** start of Working data **

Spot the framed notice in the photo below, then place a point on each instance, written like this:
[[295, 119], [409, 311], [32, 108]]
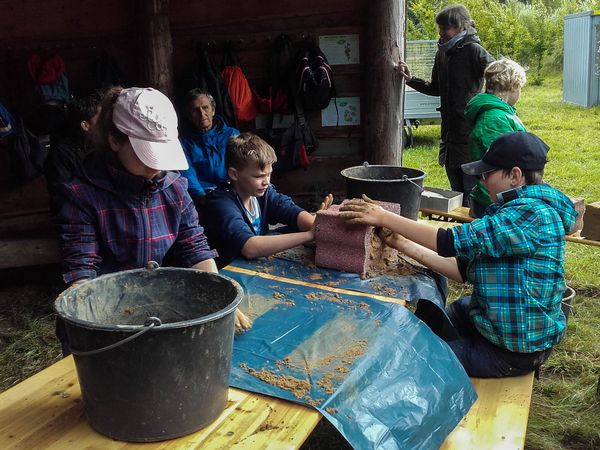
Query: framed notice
[[340, 49], [346, 113]]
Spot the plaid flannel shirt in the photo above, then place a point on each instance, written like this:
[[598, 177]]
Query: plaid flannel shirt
[[516, 265], [110, 220]]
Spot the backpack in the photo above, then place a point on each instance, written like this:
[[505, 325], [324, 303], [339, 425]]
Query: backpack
[[276, 94], [106, 72], [237, 86], [314, 78], [28, 152]]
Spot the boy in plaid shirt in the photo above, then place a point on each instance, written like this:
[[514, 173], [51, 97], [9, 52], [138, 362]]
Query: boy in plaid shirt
[[514, 258]]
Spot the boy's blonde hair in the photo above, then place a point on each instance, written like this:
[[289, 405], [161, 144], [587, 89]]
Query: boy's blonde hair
[[246, 148], [504, 75]]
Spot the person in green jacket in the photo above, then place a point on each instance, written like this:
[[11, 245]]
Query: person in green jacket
[[491, 114], [456, 77]]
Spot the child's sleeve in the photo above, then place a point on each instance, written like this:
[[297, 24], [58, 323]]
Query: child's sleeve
[[77, 229], [282, 209], [514, 231]]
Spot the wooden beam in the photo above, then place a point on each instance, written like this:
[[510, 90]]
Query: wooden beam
[[156, 44], [385, 91]]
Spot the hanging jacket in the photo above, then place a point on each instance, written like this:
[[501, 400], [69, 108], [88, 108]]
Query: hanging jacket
[[457, 75], [489, 116], [205, 153], [110, 220]]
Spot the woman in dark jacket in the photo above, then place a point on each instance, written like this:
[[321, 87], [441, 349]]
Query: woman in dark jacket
[[457, 76]]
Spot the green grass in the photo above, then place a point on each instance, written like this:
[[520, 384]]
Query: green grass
[[565, 410]]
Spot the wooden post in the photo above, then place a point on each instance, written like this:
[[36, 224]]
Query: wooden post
[[156, 45], [384, 113]]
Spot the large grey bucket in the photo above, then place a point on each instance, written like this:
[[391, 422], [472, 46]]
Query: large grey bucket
[[152, 349], [394, 184]]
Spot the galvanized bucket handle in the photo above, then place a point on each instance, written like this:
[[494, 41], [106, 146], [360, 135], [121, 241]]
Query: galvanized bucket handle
[[150, 323], [405, 178]]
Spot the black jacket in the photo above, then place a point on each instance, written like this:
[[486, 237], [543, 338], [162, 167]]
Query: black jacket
[[457, 76]]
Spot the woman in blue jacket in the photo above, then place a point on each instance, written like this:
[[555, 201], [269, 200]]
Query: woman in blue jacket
[[204, 141]]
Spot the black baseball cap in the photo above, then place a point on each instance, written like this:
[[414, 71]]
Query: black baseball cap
[[519, 149]]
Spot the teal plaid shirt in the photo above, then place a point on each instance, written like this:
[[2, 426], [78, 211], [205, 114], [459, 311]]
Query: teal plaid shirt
[[516, 265]]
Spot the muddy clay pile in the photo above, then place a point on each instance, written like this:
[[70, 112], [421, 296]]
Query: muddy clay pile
[[385, 260]]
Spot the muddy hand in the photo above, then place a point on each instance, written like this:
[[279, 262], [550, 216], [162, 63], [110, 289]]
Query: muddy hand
[[362, 211], [327, 202], [242, 322]]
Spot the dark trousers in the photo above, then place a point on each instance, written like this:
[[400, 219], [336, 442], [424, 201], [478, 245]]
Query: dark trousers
[[480, 357]]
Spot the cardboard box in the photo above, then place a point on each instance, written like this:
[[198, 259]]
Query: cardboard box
[[440, 199], [591, 222]]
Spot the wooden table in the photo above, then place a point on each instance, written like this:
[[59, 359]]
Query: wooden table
[[45, 411]]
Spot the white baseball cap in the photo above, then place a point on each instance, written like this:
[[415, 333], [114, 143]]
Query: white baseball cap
[[148, 118]]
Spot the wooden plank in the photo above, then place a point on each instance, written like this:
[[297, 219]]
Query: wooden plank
[[498, 419], [461, 215], [29, 251], [315, 285], [45, 411]]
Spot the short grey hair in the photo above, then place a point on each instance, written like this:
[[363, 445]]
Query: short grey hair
[[504, 75], [455, 16]]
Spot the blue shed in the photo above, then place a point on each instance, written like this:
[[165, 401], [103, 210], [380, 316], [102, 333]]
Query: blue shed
[[581, 59]]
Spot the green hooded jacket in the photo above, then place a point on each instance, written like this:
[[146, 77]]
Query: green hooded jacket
[[489, 116]]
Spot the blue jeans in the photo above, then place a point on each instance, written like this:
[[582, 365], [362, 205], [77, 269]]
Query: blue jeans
[[480, 357]]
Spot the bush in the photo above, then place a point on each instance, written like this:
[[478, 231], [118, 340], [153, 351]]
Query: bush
[[528, 32]]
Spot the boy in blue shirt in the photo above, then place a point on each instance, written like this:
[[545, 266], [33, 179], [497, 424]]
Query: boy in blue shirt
[[513, 257], [237, 214]]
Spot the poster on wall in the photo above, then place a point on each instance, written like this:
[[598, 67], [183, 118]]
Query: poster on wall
[[347, 112], [340, 49]]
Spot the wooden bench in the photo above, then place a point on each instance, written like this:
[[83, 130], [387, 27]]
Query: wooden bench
[[498, 419], [45, 411], [461, 215]]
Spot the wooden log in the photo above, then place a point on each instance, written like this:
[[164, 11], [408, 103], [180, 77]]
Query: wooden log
[[385, 91], [156, 45]]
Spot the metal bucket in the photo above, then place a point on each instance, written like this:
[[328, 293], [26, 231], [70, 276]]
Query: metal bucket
[[152, 349], [394, 184]]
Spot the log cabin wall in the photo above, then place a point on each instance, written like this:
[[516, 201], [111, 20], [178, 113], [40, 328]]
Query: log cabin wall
[[252, 27], [80, 30]]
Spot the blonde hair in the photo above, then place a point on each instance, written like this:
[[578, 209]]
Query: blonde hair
[[504, 75], [246, 148]]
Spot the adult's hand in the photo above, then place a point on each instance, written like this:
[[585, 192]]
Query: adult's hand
[[404, 71], [362, 211], [242, 323]]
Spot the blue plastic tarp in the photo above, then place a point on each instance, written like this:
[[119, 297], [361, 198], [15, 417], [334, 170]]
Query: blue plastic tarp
[[298, 263], [381, 377]]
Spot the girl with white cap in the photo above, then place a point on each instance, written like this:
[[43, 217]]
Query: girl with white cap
[[128, 204]]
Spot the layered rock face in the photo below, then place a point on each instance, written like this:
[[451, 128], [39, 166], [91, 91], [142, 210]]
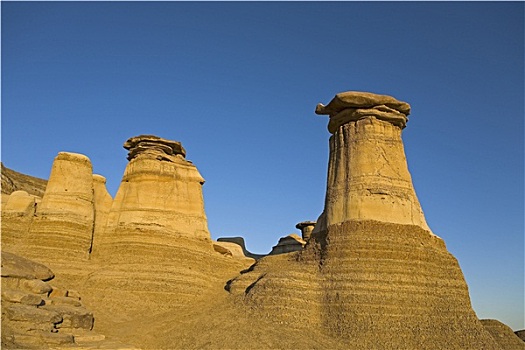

** end of Working data **

## Task to carry out
Rewrite every line, starting at the one that contains "Spot the green grass" and ending at the one that contains "[[45, 411]]", including the requests, and scale each point coordinate in the answers by 0.2, rounding to whole numbers with halves rounded up. Leave all other numbers in those lines unchanged.

## The reply
Spot the green grass in the photo above, then place a point on each instance, written like this:
[[520, 384]]
Query: green grass
[[113, 82]]
Spot the wooden post in the photo above, then place a point on each instance, written like this:
[[36, 224]]
Query: wooden post
[[31, 9], [77, 23]]
Spot the large grey bucket in the photo above, then place a point on each instance, written like this:
[[391, 422], [472, 46]]
Query: large grey bucket
[[30, 70], [79, 37]]
Spot the galvanized bucket handle in the photo above, then place a point on each instance, written like this:
[[494, 41], [106, 146], [360, 135], [121, 241]]
Query: galvanized bucket handle
[[30, 65], [81, 36]]
Spot the black jacket in the photo above, then place a point on each instance, written like this:
[[486, 237], [543, 338], [162, 167]]
Query: black jacket
[[91, 15]]
Spot the woman in blue jacket in the photo above, then place a point on each instance, written like this:
[[555, 201], [269, 200]]
Query: woman in blue jacket
[[41, 28]]
Spot the black baseball cap in the photo above, then place a point on each instance, written like this:
[[414, 71]]
Query: black baseball cap
[[104, 30]]
Spot the teal plaid shirt in the photo above, then place a point on each instance, written like this:
[[2, 426], [78, 211], [205, 114], [459, 311]]
Query: teal plaid shirt
[[103, 53]]
Spot the muddy clay pile in the photo above, then place a point on each instance, written like this:
[[70, 112], [421, 296]]
Query: muddy clay pile
[[77, 52]]
Spot the muddy hand in the photo above, then place a point on each instance, written like this:
[[279, 262], [550, 216], [162, 63], [110, 289]]
Query: muddy hand
[[72, 42], [65, 40], [48, 64]]
Spot the dark trousers in the photo above, then place a point on each instance, written like this:
[[400, 219], [336, 442], [424, 201], [478, 245]]
Query: dark trousers
[[96, 71]]
Spot the cardboard box in the photo above, then place a point on each instance, written like this:
[[198, 259]]
Query: cardboard box
[[88, 40], [118, 44]]
Spot the wooden table in the photo above, then place a point on each instance, written like this:
[[59, 359]]
Query: wooden table
[[9, 82]]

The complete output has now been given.